Recorded data
···
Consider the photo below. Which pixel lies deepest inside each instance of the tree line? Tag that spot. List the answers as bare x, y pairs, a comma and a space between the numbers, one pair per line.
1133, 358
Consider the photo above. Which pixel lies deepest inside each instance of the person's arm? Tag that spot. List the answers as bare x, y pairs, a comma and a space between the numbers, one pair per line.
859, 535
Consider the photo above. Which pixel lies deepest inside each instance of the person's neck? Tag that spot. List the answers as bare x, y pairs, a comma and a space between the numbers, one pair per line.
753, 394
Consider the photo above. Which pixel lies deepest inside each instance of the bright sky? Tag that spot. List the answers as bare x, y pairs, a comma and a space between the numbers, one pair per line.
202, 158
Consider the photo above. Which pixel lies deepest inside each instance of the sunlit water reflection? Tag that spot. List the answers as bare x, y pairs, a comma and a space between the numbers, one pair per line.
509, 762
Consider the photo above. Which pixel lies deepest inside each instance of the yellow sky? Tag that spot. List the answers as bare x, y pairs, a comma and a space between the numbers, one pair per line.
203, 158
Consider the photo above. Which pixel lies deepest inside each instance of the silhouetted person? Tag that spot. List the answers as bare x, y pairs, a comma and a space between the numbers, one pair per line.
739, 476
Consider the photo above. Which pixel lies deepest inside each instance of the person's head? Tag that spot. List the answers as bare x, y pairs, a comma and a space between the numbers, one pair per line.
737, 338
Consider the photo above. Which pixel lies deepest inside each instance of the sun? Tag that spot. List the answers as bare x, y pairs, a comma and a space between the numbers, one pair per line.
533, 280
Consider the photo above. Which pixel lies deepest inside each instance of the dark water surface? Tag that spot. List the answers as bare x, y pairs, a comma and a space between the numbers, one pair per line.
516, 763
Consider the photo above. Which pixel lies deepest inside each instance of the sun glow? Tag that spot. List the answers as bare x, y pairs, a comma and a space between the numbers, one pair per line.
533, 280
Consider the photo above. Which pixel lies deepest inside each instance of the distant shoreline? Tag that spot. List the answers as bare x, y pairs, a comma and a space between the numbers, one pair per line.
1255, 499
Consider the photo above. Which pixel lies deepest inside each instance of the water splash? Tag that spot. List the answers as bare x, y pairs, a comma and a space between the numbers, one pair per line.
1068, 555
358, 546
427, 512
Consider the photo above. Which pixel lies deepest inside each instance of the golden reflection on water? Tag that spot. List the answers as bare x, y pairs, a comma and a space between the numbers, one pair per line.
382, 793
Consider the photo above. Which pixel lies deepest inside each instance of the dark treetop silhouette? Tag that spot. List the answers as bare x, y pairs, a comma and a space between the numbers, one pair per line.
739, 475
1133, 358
···
Exercise requirements
The expected response consists solely of the lines from the one with "of the golden" through the end of the records, repeated exactly.

Response
Consider the photo above. Which pixel lies deepest inside each instance of the golden reflection on water? Tag that spot. List the answers as bare x, y pairs, a comma and a space between the numbers, one pair per line.
382, 793
Consider the photo above. Which pixel lies deepest inside each instance of the dark treetop silhouette? Tag that spot. List the answers as bare x, y pairs, a comma and a space between the numbers, one pair per line.
739, 475
1133, 358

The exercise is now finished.